# Exercise details
Where an entry contains a picture, omit the picture and repeat the rest exactly.

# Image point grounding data
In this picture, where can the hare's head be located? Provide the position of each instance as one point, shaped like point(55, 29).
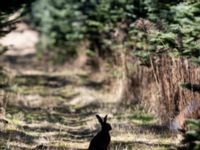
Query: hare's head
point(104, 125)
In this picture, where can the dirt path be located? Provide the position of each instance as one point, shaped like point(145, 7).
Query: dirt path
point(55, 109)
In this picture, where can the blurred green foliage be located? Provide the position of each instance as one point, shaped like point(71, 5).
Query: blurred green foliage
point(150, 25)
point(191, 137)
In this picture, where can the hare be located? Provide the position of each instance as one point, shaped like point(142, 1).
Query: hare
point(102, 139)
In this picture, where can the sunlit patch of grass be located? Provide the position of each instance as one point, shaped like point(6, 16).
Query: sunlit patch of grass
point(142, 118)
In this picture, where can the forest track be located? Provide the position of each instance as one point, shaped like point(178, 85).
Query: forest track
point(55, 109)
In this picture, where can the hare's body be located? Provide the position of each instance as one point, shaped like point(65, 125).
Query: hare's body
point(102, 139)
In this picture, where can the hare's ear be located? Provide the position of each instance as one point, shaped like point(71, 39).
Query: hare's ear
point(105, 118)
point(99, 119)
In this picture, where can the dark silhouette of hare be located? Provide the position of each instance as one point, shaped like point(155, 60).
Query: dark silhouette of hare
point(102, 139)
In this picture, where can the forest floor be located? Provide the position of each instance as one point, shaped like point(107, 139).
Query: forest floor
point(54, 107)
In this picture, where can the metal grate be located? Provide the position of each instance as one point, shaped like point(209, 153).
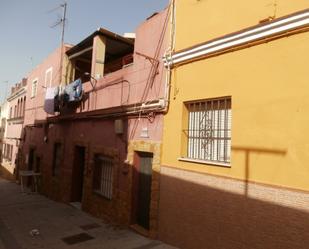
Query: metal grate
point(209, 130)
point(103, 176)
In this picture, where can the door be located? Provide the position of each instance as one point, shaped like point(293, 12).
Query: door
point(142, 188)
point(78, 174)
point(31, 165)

# Exercise output
In this picture, where can the hare's head be located? Provide the position of each instance as one point, shaped like point(55, 29).
Query: hare's head
point(104, 125)
In this picture, where can the dirt path be located? Provide the position of each instance as one point, shaped like point(145, 7).
Query: dirt path
point(55, 109)
In this picture, where can the blurred green foliage be located? Provide the position of each instance as one point, shaped like point(71, 5).
Query: blurred green foliage
point(150, 25)
point(191, 137)
In this picture, where can the hare be located? Provide the position of each instance as one point, shaped like point(142, 1).
Query: hare
point(102, 139)
In this picture, where can the sunlit patch of grass be located? Provide the position of each instance as one point, shaped like point(6, 16).
Query: sunlit patch of grass
point(142, 118)
In this picture, where can the forest track be located? Provide the position of each instance as one point, shaped like point(178, 85).
Query: forest track
point(55, 109)
In this picture, where can the hare's body be located? Provide the position of each instance as one point, shaped like point(65, 125).
Query: hare's body
point(102, 139)
In this picture, where can the hare's ear be located? Provide the position of each instance as one point, shaped like point(71, 39).
Query: hare's ear
point(105, 118)
point(99, 119)
In this picture, where can the dark silhouette of hare be located? Provide the position of each instance as one point, shaped like point(155, 60).
Query: dark silhouette of hare
point(102, 139)
In this picture, where can the forest floor be located? Provide the position of each instance as one point, shaped like point(107, 139).
Query: forest floor
point(54, 107)
In this picture, where can the metal grate be located? Provide the position of each instance as one point, shaped like point(209, 153).
Query: metal grate
point(209, 130)
point(103, 176)
In this picture, where can the door be located? Provide the position of each instance as one point, shaped like point(293, 12).
Query: door
point(142, 188)
point(78, 174)
point(31, 165)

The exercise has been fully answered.